(Excerpted passage Opens)
Italian dairy product

The Hyblean ricotta is a dairy product derived from the whey produced in Libero consorzio comunale di Ragusa and is recognized as a prodotto agroalimentare tradizionale since 2000.

==Milk==
The milk used to produce the classic ricotta iblea is that of the wild and autochthonous breed Modicana, producer of Protected Designation of Origin milk, bred in the wild mainly on the highlands between Modica and Ragusa
in the pastures enclosed in the classic dry stone walls characteristic of the area. Iblea ricotta can also be produced with mixed milk, that is, deriving from various breeds, with the addition of whole and raw milk up to 10%. Ragusan milk has unique characteristics, containing hints of spontaneous Hyblaean mountain vegetation such as fresh mushrooms, orange, freshly cut grass and floral traces typical of the area, such as calendula, anthemis, malva silvestris, geranium, and jasmine.

==Preparation==
The preparation procedure takes place according to the traditional Ragusan method, different from other processes.

==Consumption of hot ricotta==
For the consumption of freshly made ricotta, in the various farms scattered throughout the territory, typical terracotta cups are used which have a mixed shape between a soup plate and a bowl, usually it is accompanied with homemade bread.

==Use in the pastry shop==
Contrary to the pastry tradition of most of Sicily, which uses sheep ricotta, Hyblean ricotta is traditionally used in the local pastry and in some areas of the Syracusan. Among the sweets generally considered among the best on the island, there are also those based on ricotta iblea.
(Excerpted passage Closes)
(Extracted entries Opens)
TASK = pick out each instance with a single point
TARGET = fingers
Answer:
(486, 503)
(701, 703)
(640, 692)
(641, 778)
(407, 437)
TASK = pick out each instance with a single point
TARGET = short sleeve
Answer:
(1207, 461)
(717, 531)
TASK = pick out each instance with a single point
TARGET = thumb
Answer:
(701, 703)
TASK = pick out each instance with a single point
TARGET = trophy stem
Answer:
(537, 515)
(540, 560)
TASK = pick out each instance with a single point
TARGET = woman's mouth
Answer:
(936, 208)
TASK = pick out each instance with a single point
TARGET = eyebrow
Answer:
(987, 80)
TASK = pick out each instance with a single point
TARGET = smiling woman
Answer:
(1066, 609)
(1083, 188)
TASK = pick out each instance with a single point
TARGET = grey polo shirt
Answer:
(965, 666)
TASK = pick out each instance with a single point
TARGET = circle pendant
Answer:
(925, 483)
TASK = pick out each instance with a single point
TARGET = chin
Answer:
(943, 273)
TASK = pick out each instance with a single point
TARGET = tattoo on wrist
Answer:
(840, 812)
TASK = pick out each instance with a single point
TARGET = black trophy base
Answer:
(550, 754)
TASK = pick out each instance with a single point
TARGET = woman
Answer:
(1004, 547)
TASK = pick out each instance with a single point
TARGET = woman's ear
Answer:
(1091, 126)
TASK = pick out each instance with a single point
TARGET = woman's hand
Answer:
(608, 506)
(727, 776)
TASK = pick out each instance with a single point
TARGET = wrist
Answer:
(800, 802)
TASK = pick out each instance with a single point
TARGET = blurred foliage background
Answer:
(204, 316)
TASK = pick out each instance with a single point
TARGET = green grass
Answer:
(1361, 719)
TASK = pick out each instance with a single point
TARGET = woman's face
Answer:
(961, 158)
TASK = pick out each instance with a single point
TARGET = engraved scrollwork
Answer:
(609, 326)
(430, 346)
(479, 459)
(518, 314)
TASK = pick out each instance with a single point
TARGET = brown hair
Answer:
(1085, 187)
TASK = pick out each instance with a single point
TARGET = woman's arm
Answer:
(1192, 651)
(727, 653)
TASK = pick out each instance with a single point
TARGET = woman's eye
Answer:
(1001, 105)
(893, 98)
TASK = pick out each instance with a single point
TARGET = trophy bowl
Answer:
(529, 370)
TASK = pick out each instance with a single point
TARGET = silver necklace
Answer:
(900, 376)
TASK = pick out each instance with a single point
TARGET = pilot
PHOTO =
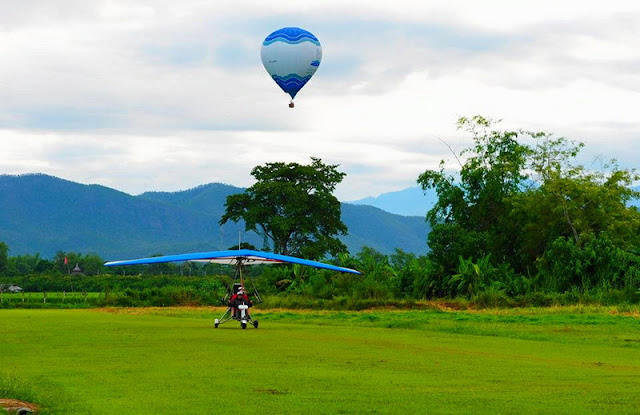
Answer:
(237, 299)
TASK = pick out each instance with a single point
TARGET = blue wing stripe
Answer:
(248, 256)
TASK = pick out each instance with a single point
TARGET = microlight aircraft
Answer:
(239, 259)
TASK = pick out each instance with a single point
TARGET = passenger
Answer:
(237, 299)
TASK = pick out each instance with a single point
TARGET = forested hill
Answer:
(44, 214)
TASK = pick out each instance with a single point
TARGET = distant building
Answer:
(14, 289)
(77, 270)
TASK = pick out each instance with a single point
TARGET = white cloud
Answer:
(159, 95)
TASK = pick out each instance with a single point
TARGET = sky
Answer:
(165, 95)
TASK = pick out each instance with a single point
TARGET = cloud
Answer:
(161, 95)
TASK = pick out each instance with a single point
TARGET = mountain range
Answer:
(412, 201)
(45, 214)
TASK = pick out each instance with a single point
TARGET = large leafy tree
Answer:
(469, 218)
(512, 200)
(292, 206)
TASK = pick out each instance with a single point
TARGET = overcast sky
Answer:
(168, 95)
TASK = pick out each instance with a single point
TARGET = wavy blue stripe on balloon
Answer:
(291, 35)
(291, 83)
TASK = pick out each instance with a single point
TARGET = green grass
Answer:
(166, 361)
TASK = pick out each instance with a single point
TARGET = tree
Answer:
(469, 218)
(4, 257)
(292, 207)
(515, 201)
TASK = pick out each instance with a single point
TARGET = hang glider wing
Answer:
(242, 256)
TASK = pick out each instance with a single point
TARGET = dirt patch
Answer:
(271, 391)
(13, 405)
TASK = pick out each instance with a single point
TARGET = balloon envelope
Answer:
(291, 56)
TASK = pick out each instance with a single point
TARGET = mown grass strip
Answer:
(172, 361)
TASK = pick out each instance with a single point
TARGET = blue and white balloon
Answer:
(291, 56)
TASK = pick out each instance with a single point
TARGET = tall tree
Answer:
(513, 201)
(293, 207)
(4, 257)
(469, 218)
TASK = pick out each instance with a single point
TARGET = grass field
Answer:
(169, 361)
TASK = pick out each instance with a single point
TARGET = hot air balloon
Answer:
(291, 56)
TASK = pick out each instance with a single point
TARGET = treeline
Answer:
(400, 279)
(515, 224)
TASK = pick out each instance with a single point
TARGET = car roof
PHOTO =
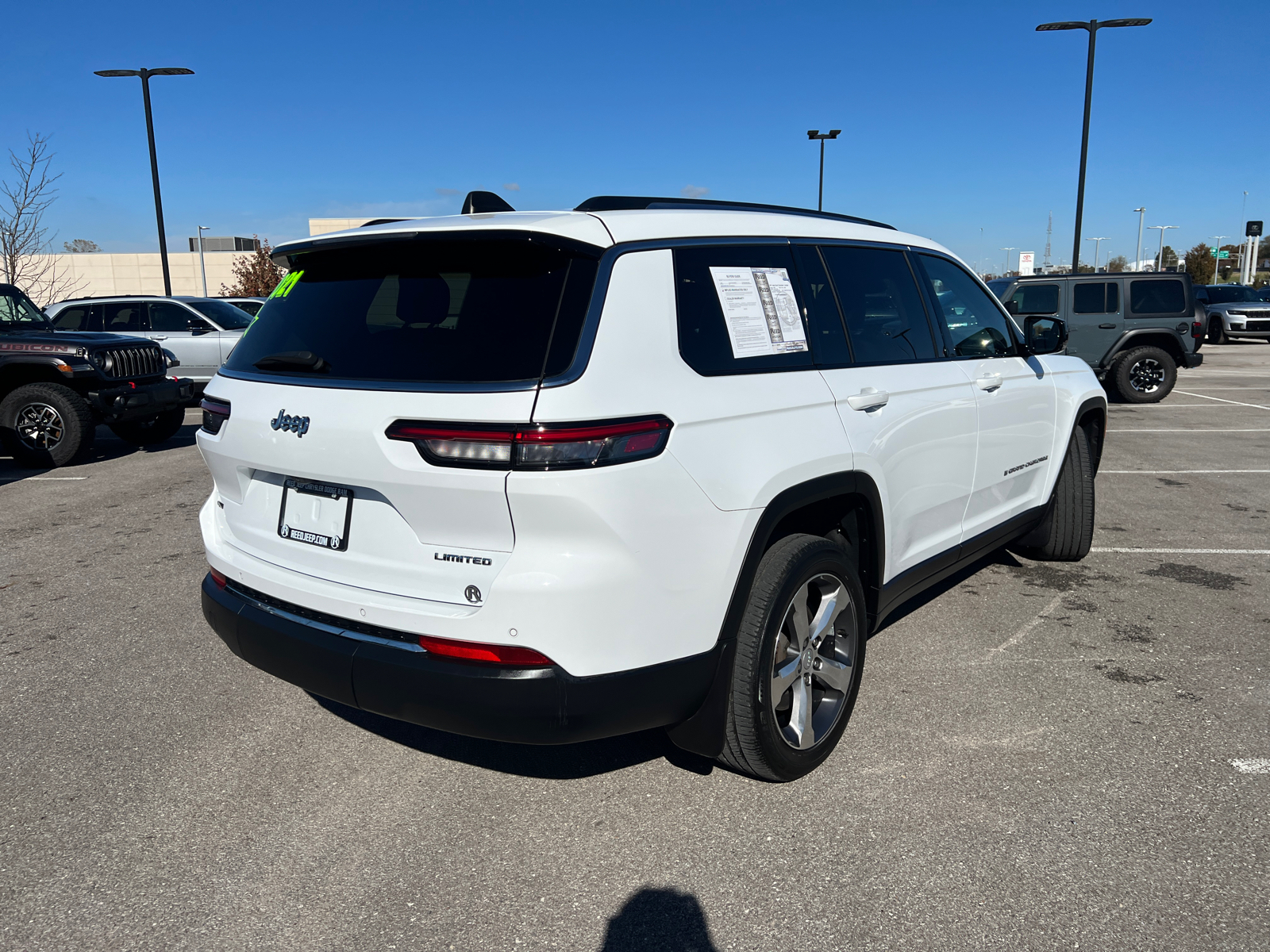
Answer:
(603, 228)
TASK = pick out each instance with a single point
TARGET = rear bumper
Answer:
(133, 403)
(522, 704)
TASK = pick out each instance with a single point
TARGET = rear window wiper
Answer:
(294, 361)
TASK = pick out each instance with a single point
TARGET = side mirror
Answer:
(1045, 336)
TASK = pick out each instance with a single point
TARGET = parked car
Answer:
(57, 386)
(649, 463)
(1233, 313)
(252, 305)
(1133, 329)
(200, 332)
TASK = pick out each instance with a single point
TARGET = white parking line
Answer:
(1019, 635)
(1181, 551)
(1221, 400)
(1255, 765)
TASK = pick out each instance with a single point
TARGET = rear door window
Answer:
(740, 311)
(975, 323)
(1096, 298)
(1037, 298)
(425, 311)
(124, 317)
(880, 304)
(1157, 296)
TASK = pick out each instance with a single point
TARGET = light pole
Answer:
(154, 159)
(817, 135)
(1160, 264)
(1098, 244)
(202, 262)
(1137, 258)
(1092, 27)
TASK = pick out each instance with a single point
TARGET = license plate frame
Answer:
(330, 541)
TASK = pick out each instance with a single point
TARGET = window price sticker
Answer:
(760, 310)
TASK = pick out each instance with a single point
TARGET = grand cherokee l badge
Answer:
(296, 424)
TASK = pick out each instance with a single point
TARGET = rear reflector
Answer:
(573, 446)
(491, 654)
(215, 414)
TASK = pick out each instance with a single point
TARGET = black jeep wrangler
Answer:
(57, 386)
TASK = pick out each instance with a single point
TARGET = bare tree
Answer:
(25, 247)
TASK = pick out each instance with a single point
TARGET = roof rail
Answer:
(619, 203)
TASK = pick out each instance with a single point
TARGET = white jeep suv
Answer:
(552, 476)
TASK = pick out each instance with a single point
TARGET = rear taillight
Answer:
(215, 414)
(489, 654)
(573, 446)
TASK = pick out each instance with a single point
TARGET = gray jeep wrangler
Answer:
(1133, 329)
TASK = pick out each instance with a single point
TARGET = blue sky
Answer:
(956, 117)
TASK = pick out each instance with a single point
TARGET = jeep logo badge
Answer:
(295, 424)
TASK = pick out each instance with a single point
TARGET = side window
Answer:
(167, 317)
(1037, 298)
(880, 304)
(73, 317)
(829, 338)
(1157, 296)
(122, 317)
(738, 310)
(976, 327)
(1096, 298)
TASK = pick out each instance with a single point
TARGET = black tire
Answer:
(1067, 531)
(1145, 374)
(762, 733)
(44, 425)
(148, 433)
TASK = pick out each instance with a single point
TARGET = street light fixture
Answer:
(1137, 258)
(817, 135)
(154, 160)
(1098, 244)
(202, 262)
(1092, 27)
(1160, 264)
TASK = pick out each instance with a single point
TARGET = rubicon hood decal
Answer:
(295, 424)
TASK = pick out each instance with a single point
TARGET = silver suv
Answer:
(198, 332)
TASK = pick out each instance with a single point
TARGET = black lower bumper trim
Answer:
(522, 704)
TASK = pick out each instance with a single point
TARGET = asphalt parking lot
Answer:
(1043, 755)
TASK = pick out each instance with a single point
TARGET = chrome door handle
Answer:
(868, 399)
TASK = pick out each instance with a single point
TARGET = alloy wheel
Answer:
(813, 663)
(1146, 376)
(40, 427)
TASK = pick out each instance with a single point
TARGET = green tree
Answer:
(1199, 264)
(256, 276)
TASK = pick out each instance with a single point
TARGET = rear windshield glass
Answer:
(226, 315)
(446, 311)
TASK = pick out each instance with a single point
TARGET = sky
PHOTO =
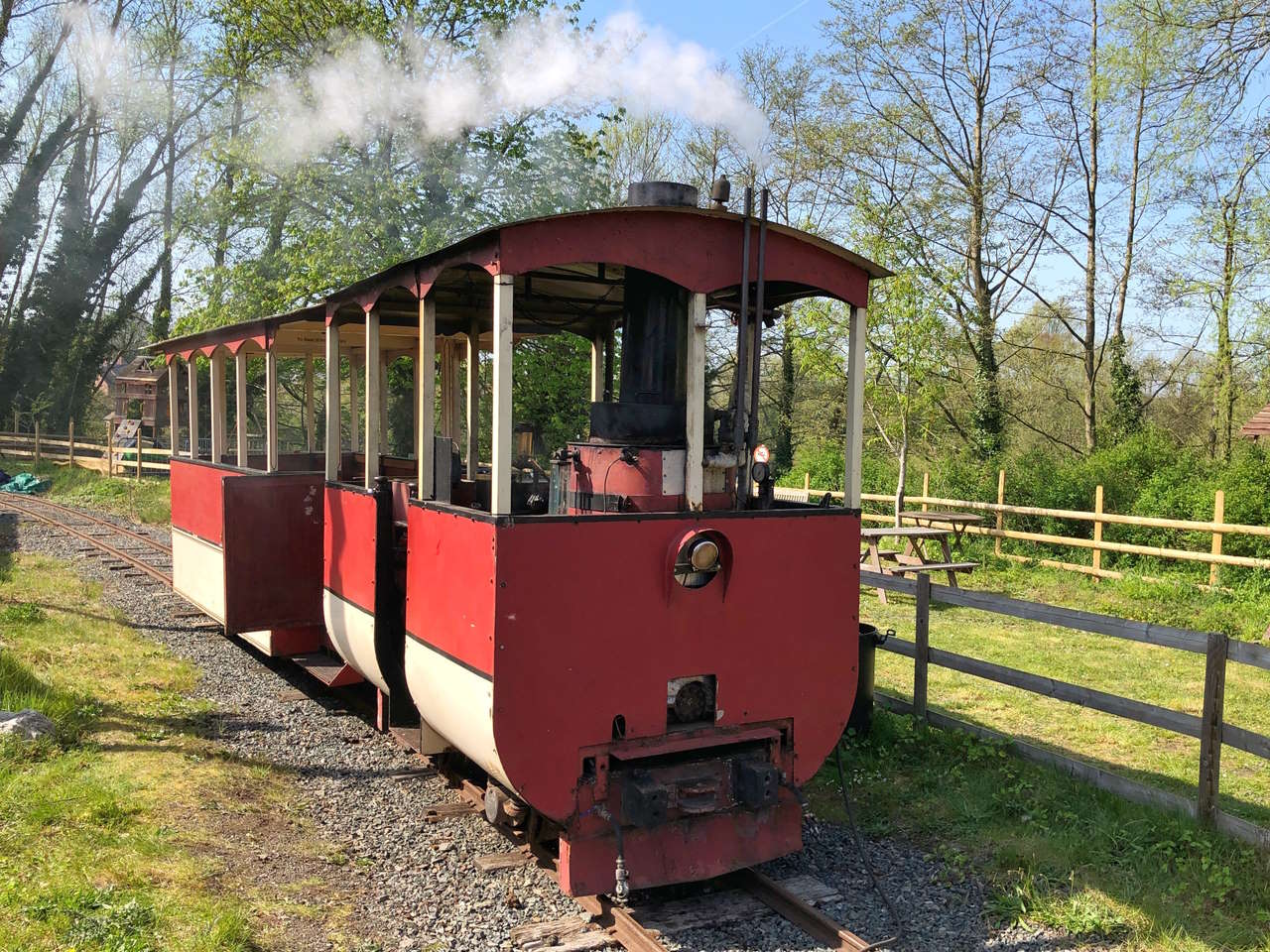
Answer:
(725, 26)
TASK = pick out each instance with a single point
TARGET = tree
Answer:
(952, 84)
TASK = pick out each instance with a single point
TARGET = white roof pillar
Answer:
(855, 405)
(373, 377)
(500, 458)
(472, 399)
(240, 407)
(425, 393)
(191, 376)
(218, 398)
(175, 405)
(271, 409)
(333, 409)
(695, 424)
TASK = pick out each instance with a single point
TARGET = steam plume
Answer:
(435, 91)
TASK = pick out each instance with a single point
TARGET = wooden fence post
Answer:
(922, 639)
(1218, 517)
(1001, 500)
(1097, 532)
(1210, 726)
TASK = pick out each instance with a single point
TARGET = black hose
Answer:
(864, 856)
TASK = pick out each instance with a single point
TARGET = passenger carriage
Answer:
(633, 640)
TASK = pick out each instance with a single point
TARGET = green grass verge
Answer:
(118, 833)
(148, 500)
(1147, 673)
(1056, 852)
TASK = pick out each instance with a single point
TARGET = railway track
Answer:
(611, 923)
(94, 531)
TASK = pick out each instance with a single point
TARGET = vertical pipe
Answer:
(426, 393)
(738, 398)
(500, 457)
(271, 409)
(855, 407)
(240, 408)
(191, 380)
(333, 411)
(472, 398)
(373, 377)
(597, 367)
(697, 404)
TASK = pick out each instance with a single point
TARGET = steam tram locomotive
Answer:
(631, 640)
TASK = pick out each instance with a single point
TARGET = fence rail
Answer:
(996, 530)
(64, 448)
(1209, 728)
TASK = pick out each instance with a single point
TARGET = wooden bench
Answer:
(903, 567)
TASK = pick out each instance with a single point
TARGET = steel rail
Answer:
(98, 521)
(802, 914)
(127, 557)
(617, 920)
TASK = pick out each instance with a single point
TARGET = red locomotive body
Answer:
(556, 642)
(633, 640)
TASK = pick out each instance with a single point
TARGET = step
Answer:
(327, 669)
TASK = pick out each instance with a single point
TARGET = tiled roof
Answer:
(1259, 425)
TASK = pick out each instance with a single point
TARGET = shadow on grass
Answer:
(1053, 849)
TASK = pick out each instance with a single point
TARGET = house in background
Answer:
(134, 390)
(1259, 426)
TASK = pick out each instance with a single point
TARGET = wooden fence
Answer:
(66, 449)
(1210, 728)
(1216, 529)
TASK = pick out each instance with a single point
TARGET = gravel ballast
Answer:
(414, 884)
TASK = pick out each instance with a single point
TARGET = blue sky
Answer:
(725, 26)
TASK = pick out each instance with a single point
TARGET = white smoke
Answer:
(435, 90)
(107, 63)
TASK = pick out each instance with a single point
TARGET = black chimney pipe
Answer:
(738, 416)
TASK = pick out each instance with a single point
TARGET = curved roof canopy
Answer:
(570, 271)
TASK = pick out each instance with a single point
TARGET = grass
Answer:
(1147, 673)
(148, 500)
(1056, 852)
(128, 830)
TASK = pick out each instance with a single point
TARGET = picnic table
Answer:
(933, 518)
(913, 557)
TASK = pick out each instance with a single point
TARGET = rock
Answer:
(28, 725)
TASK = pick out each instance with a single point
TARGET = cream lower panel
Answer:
(457, 703)
(198, 572)
(352, 633)
(261, 640)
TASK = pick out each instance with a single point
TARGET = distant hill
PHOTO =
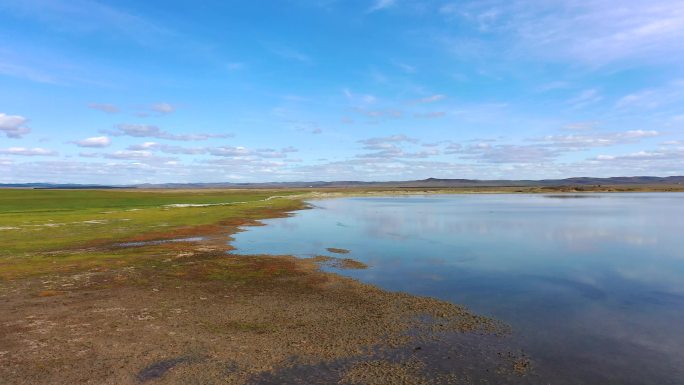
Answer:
(425, 183)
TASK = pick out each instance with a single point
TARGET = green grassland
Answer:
(45, 231)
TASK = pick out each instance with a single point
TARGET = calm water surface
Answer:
(593, 286)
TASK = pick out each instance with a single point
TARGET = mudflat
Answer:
(116, 287)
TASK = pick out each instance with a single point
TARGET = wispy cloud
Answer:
(24, 151)
(94, 142)
(291, 54)
(429, 99)
(591, 32)
(163, 108)
(13, 126)
(150, 131)
(379, 5)
(104, 107)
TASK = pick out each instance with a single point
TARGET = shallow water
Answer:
(593, 287)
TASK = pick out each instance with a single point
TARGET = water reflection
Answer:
(594, 288)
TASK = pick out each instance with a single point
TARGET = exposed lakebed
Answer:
(593, 288)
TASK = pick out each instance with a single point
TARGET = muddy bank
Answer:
(188, 312)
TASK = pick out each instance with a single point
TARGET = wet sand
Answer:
(192, 313)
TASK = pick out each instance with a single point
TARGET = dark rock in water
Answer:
(160, 368)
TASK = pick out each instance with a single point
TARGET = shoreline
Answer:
(186, 311)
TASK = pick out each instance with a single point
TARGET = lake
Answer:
(592, 285)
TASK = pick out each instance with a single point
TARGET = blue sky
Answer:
(210, 91)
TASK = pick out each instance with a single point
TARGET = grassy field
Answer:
(90, 293)
(93, 291)
(47, 230)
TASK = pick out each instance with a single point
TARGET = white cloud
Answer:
(13, 126)
(585, 98)
(429, 99)
(104, 107)
(380, 5)
(163, 108)
(96, 142)
(23, 151)
(597, 139)
(151, 131)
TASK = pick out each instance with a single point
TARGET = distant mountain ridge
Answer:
(424, 183)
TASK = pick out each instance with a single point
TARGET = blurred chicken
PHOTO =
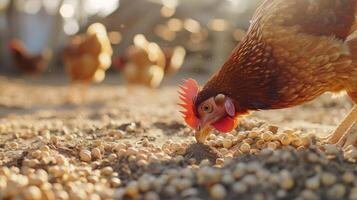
(Extracted entries Closes)
**Questions on the material**
**a)** Translate this sentence from the text on Hyblean ricotta into Spanish: "The preparation procedure takes place according to the traditional Ragusan method, different from other processes."
**b)** In the text on Hyblean ricotta, update the part from "The Hyblean ricotta" up to and including "tradizionale since 2000." by replacing "whey" with "buttermilk".

**Solution list**
**a)** El procedimiento de elaboración se lleva a cabo según el método tradicional ragusano, distinto de otros procesos.

**b)**
The Hyblean ricotta is a dairy product derived from the buttermilk produced in Libero consorzio comunale di Ragusa and is recognized as a prodotto agroalimentare tradizionale since 2000.